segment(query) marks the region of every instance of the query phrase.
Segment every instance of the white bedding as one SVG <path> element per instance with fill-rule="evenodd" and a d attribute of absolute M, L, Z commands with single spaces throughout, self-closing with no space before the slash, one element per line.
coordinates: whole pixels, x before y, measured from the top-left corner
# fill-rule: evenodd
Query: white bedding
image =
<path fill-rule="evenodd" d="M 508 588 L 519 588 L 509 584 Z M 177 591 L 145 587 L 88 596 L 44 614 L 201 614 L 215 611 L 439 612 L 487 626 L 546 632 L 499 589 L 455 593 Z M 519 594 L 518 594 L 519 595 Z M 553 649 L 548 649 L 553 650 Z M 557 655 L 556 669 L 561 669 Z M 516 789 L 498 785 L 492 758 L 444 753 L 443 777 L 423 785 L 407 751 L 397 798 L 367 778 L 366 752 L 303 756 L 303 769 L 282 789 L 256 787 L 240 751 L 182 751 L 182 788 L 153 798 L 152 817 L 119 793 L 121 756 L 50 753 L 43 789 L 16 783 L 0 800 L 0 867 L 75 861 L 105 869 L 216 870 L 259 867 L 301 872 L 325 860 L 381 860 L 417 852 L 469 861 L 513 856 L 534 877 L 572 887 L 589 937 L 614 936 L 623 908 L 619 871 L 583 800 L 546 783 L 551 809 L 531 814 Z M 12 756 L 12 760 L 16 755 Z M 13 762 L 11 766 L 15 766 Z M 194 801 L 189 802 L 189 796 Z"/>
----
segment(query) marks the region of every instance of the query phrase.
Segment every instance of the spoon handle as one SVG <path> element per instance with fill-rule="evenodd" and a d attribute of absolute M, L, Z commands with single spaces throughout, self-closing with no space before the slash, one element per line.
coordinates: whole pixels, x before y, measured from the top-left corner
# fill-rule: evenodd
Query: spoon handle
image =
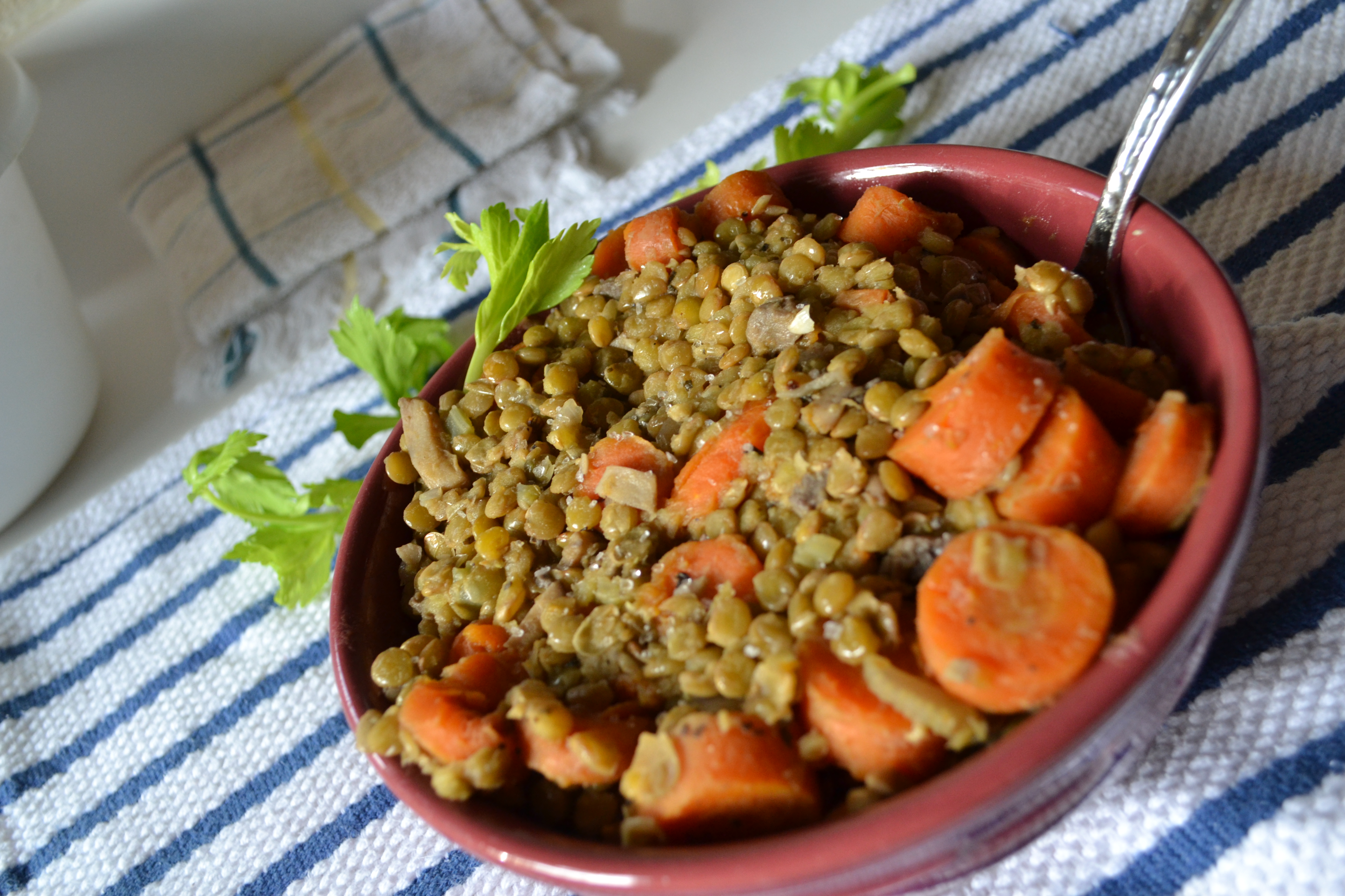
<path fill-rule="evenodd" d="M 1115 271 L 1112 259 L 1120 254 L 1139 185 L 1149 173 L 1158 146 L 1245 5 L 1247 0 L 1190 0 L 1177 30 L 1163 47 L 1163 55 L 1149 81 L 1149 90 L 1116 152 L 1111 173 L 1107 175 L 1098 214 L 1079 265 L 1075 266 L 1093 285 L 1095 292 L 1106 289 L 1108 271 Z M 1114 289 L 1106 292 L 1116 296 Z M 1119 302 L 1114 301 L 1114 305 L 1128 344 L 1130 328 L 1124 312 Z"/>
----
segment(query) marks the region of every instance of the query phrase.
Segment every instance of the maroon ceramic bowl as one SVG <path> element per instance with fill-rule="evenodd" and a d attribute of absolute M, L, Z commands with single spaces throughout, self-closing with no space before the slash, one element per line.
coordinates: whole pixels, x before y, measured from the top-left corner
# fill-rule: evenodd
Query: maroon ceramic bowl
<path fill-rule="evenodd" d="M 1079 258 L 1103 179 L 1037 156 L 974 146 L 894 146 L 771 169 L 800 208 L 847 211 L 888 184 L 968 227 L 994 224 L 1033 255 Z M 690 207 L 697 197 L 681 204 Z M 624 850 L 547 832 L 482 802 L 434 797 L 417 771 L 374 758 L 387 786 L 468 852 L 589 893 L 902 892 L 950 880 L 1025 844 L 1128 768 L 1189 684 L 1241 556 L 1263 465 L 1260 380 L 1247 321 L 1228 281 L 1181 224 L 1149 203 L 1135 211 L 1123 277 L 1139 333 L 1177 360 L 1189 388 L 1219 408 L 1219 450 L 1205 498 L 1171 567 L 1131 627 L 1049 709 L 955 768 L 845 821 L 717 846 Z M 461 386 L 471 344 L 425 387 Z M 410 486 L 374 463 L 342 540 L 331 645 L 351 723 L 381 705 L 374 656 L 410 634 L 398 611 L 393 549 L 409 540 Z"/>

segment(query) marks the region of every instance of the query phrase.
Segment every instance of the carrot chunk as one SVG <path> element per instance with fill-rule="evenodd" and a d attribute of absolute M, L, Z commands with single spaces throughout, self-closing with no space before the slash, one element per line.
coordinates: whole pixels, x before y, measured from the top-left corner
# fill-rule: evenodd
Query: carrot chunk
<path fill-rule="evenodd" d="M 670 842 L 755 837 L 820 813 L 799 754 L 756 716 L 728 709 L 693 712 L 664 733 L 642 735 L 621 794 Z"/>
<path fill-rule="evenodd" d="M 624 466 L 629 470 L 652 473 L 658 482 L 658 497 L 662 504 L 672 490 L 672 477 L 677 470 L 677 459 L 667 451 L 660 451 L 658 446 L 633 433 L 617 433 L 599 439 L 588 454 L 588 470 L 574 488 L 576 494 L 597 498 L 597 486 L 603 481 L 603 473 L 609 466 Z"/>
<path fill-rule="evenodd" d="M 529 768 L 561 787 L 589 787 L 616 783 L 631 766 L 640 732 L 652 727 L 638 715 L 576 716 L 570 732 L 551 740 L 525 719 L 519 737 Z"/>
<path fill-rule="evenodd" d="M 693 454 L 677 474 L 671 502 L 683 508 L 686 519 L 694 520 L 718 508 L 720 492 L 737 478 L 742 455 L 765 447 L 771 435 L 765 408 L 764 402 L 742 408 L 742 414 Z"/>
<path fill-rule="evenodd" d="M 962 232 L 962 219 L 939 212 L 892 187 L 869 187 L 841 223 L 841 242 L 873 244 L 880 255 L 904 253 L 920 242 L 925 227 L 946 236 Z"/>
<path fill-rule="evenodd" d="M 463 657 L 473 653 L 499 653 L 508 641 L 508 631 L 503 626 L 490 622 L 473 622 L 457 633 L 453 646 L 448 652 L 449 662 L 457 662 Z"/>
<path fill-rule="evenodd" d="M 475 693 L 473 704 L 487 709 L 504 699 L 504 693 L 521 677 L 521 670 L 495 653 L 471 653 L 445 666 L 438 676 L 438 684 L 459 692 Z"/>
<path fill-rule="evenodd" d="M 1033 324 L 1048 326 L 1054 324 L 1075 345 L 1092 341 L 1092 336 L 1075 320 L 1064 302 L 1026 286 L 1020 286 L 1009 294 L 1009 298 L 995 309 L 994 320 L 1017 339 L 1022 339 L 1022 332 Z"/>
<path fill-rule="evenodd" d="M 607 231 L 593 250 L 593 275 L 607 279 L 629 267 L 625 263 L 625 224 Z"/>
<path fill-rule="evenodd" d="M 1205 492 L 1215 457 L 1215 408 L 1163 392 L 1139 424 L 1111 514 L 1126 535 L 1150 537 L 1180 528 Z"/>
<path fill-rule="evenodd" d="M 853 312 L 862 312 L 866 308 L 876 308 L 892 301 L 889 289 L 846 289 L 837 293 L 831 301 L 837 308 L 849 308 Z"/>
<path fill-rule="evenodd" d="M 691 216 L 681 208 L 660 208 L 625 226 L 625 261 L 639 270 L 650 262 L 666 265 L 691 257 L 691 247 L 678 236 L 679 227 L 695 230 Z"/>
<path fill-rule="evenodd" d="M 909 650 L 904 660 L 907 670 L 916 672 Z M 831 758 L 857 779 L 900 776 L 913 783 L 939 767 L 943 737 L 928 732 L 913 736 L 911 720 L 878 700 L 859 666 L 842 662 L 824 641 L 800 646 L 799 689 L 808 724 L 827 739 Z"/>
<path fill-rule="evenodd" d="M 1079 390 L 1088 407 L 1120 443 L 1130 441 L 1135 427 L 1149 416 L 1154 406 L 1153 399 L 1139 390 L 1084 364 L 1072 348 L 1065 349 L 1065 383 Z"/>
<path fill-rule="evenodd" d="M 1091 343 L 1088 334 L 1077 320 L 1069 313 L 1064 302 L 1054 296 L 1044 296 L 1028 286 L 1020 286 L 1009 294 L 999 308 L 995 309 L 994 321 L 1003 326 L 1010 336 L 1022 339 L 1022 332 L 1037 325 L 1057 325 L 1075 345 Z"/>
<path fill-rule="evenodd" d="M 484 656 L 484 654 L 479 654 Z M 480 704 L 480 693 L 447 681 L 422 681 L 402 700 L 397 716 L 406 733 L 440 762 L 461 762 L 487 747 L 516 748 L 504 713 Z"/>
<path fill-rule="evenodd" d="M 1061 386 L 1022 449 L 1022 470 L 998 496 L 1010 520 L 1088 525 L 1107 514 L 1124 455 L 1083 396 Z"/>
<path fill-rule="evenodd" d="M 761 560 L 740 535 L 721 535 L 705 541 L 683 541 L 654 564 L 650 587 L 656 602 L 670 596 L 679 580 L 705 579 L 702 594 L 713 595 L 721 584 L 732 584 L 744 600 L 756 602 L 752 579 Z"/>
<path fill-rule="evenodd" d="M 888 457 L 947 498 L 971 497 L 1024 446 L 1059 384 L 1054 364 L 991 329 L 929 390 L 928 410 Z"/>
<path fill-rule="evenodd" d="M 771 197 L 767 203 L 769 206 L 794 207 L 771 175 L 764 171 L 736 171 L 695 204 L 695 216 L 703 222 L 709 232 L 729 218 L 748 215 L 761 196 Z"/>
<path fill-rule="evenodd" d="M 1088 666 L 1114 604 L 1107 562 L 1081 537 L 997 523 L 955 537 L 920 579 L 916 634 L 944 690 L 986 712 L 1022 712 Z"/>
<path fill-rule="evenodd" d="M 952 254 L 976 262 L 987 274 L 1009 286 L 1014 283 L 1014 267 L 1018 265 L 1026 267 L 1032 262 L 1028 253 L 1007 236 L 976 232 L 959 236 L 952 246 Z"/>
----
WHAT IS BEING ASKED
How many lines in the entries above contain the string "handle", with case counting? Reply with the number alone.

IN RESPONSE
2